* [What you have to do] Switch every "photograph" in the data below to "image", and give back all the lines with nothing else changed.

* [Supplied records]
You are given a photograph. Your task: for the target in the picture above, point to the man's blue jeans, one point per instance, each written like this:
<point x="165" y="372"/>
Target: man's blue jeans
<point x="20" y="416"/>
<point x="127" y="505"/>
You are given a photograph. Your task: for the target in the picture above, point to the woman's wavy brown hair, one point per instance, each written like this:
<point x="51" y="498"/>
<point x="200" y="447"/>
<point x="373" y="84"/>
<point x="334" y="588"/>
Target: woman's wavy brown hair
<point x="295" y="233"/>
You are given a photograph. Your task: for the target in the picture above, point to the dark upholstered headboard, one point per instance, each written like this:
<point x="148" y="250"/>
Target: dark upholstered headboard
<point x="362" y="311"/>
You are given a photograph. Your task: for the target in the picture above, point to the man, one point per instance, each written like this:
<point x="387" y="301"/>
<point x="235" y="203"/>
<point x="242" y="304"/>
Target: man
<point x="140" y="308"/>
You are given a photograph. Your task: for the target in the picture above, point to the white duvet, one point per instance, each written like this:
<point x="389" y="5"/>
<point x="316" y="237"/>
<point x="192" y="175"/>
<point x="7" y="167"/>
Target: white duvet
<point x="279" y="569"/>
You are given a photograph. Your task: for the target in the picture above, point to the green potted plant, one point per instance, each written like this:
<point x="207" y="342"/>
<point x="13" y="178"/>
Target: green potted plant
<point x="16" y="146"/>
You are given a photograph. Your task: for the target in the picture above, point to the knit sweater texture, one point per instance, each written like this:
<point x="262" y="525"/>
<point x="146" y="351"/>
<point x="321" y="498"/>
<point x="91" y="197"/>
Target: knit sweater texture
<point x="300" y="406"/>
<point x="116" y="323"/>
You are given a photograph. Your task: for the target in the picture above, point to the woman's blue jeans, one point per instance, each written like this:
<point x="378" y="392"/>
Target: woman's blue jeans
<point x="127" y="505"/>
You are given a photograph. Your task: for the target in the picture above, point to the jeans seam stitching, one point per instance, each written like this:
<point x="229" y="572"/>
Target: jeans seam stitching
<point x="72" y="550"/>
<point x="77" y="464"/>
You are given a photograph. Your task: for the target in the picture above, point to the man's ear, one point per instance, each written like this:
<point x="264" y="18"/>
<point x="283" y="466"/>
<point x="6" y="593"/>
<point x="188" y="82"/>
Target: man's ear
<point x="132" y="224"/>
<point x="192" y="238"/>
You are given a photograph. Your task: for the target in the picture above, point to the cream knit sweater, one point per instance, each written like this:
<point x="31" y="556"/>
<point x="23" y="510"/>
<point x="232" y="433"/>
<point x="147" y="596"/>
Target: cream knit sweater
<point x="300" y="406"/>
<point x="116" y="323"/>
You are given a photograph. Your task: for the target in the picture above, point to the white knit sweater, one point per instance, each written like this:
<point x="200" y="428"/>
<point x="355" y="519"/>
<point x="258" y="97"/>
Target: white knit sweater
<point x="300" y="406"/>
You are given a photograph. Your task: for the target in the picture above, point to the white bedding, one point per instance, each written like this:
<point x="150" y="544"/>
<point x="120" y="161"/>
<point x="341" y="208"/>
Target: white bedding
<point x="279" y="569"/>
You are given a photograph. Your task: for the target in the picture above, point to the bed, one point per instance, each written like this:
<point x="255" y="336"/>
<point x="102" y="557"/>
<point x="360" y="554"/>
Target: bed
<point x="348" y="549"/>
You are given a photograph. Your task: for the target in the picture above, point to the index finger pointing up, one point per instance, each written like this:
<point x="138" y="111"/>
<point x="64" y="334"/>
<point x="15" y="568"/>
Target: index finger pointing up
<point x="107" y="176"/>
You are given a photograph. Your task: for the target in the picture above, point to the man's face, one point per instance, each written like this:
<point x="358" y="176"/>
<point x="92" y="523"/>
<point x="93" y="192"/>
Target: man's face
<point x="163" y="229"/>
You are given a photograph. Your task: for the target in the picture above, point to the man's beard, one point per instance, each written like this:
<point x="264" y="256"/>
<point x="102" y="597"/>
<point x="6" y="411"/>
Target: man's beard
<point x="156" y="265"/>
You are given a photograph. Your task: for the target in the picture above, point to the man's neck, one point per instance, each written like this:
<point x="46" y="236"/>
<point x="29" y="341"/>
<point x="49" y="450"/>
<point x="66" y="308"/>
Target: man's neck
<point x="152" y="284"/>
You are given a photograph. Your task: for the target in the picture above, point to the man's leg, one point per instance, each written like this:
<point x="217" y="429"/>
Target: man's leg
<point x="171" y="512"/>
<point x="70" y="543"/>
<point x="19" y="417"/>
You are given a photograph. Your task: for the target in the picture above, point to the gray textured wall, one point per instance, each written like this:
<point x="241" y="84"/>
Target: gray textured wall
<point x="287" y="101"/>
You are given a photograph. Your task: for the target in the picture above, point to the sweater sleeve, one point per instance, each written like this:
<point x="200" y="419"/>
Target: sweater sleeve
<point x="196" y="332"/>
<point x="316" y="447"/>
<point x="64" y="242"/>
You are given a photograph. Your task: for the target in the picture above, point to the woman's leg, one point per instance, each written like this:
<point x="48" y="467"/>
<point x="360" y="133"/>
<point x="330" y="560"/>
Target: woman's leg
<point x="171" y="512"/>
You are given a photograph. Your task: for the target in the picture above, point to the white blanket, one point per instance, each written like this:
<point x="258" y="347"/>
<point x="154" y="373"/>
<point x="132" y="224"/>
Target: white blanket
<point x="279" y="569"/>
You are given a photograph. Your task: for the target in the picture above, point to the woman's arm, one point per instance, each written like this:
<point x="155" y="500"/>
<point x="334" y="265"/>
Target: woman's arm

* [Expected answer]
You are given a image. Your task: for the target in the picture above, point to the man's blue jeans, one point per instance, each written like this:
<point x="165" y="372"/>
Target: man's blue jeans
<point x="20" y="416"/>
<point x="127" y="505"/>
You are given a image. Your task: for the target in the picture above, point to the woman's wavy brown hair, one point per instance, each written like this:
<point x="51" y="498"/>
<point x="200" y="447"/>
<point x="373" y="84"/>
<point x="334" y="588"/>
Target: woman's wavy brown hair
<point x="295" y="233"/>
You are given a image. Your task: for the target in the picture above, point to the dark upholstered headboard, one point per instance, each written like this:
<point x="148" y="250"/>
Target: dark upholstered headboard
<point x="362" y="311"/>
You are given a image. Your task: for the target in the picture above, point to the man, one point per instance, each written like this:
<point x="387" y="301"/>
<point x="235" y="203"/>
<point x="242" y="304"/>
Target: man
<point x="140" y="308"/>
You are given a image. Your task: for the target in the picture above, point to the white duvet, one point per instance, each written like this:
<point x="389" y="5"/>
<point x="316" y="237"/>
<point x="192" y="175"/>
<point x="7" y="167"/>
Target: white duvet
<point x="279" y="569"/>
You are given a image. Your task: for the target in the picture above, point to the green potted plant, one point per instance, each written like this:
<point x="207" y="342"/>
<point x="13" y="178"/>
Target: green potted plant
<point x="16" y="146"/>
You are given a image. Your task: for the target in the picture above, point to the knit sweater texture, one point per instance, each written like this:
<point x="262" y="525"/>
<point x="146" y="351"/>
<point x="321" y="498"/>
<point x="91" y="197"/>
Target: knit sweater texture
<point x="300" y="406"/>
<point x="116" y="323"/>
You are given a image. Your task: for the target in the picture above, point to the woman's blue jeans, one point per instance, each written like this:
<point x="378" y="392"/>
Target: woman's blue jeans
<point x="127" y="505"/>
You are given a image. Your task: for the target in the picture above, point to the jeans seam stitching, one point per instance, each written like this:
<point x="229" y="572"/>
Target: jeans seam stitching
<point x="72" y="550"/>
<point x="77" y="464"/>
You are given a image. Your task: for the target in the picture above, point to the man's ear, one point per instance, each written like this:
<point x="264" y="18"/>
<point x="283" y="466"/>
<point x="6" y="593"/>
<point x="188" y="82"/>
Target: man's ear
<point x="132" y="224"/>
<point x="192" y="238"/>
You are given a image. Your task: for the target in the picture above, point to the cream knit sweater, one point per instance, each written like this:
<point x="31" y="556"/>
<point x="23" y="510"/>
<point x="232" y="433"/>
<point x="147" y="596"/>
Target: cream knit sweater
<point x="300" y="406"/>
<point x="116" y="323"/>
You are given a image. Your task: for the target in the picture above, point to the white knit sweater, one point per instance, each written like this:
<point x="200" y="428"/>
<point x="355" y="519"/>
<point x="258" y="97"/>
Target: white knit sweater
<point x="300" y="406"/>
You are given a image. Your task: for the target in the picture above, point to the white bedding, one point per instance, each written like this:
<point x="150" y="544"/>
<point x="120" y="161"/>
<point x="341" y="208"/>
Target: white bedding
<point x="279" y="569"/>
You are given a image. Your task: for the target in the picture above, point to the bed, one point per instance, each written like this:
<point x="255" y="336"/>
<point x="102" y="557"/>
<point x="360" y="554"/>
Target: bed
<point x="348" y="549"/>
You are given a image. Your task: for the target in the picture above, point to the index finger pointing up, one point per instance, each written like this:
<point x="138" y="111"/>
<point x="64" y="334"/>
<point x="15" y="568"/>
Target: index finger pointing up
<point x="107" y="176"/>
You are given a image. Your task: for the target in the picture above, point to the man's face, one point per instance, each written like this:
<point x="358" y="176"/>
<point x="92" y="523"/>
<point x="93" y="192"/>
Target: man's face
<point x="163" y="229"/>
You are given a image. Your task: for the target in the picture above, point to the man's beard, one point per instance, each written like this:
<point x="264" y="256"/>
<point x="102" y="597"/>
<point x="6" y="411"/>
Target: man's beard
<point x="156" y="265"/>
You are given a image. Your task: for the target in the picture above, point to the man's neck, one point per instance, each written like this:
<point x="46" y="236"/>
<point x="29" y="341"/>
<point x="49" y="450"/>
<point x="66" y="308"/>
Target: man's neck
<point x="152" y="284"/>
You are given a image. Your task: for the target in the picture above, point to the man's leg, one point per instance, each written like this:
<point x="217" y="429"/>
Target: man's leg
<point x="171" y="512"/>
<point x="70" y="543"/>
<point x="19" y="417"/>
You are given a image. Your task: for the target in the picture above, point to the gray textured wall, one point per instance, each written like this:
<point x="241" y="84"/>
Target: gray textured wall
<point x="287" y="101"/>
You are given a image. Your task: for the target in the picture above, point to the sweater sleeve, one point per instance, each written like this:
<point x="200" y="419"/>
Target: sweater sleeve
<point x="196" y="332"/>
<point x="316" y="447"/>
<point x="64" y="242"/>
You are given a image. Your task: for the target in the picture above, point to the woman's leg, one point per instance, each written like this:
<point x="48" y="467"/>
<point x="360" y="133"/>
<point x="330" y="560"/>
Target: woman's leg
<point x="171" y="512"/>
You are given a image. Your task: for the target in the picture above, point to the white blanket, one point per instance, each written like this:
<point x="258" y="347"/>
<point x="154" y="373"/>
<point x="132" y="224"/>
Target: white blanket
<point x="279" y="569"/>
You are given a image. Your task: for the target in the picture above, point to the woman's arm, one point per instance, each written like this:
<point x="155" y="500"/>
<point x="334" y="265"/>
Target: woman's arm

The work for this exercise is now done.